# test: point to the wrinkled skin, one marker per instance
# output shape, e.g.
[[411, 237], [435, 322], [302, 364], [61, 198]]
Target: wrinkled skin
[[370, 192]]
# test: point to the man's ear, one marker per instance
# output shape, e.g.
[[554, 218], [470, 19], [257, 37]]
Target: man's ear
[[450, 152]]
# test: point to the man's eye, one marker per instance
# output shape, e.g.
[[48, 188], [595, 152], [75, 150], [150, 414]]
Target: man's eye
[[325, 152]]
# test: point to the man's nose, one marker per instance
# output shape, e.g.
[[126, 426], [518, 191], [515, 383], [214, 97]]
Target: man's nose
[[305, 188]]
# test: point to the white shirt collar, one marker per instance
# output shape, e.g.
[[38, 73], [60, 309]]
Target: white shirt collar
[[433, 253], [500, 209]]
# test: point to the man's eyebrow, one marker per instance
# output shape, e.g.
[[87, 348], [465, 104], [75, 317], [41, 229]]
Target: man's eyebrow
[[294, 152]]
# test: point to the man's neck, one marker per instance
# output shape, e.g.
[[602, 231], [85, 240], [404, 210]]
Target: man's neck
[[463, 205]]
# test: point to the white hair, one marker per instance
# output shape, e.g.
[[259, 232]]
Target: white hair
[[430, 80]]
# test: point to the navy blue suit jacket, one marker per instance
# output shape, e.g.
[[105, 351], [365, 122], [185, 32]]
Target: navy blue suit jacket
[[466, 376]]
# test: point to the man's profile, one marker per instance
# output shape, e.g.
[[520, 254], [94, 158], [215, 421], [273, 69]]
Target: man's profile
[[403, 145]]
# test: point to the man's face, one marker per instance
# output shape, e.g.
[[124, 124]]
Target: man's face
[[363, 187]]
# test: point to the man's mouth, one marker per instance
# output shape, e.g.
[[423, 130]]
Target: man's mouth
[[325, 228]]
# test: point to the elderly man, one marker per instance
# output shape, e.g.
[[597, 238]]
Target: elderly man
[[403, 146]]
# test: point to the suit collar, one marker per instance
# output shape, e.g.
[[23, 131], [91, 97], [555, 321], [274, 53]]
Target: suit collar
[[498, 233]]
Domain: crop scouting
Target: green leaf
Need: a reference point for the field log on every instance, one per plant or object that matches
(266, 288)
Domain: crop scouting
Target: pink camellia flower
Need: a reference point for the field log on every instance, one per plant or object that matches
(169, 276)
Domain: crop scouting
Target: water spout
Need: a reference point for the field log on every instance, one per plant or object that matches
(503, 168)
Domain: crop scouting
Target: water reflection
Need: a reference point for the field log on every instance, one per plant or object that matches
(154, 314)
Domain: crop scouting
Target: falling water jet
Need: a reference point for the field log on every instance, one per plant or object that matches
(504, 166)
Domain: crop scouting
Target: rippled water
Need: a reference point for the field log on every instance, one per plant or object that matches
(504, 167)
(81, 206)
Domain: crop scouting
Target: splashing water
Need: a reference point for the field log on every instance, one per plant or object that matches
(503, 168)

--*--

*Exercise description*.
Collect every line of the records above that contains the word "wrinkled".

*Task result*.
# test: point to the wrinkled skin, one marker per instance
Target: wrinkled skin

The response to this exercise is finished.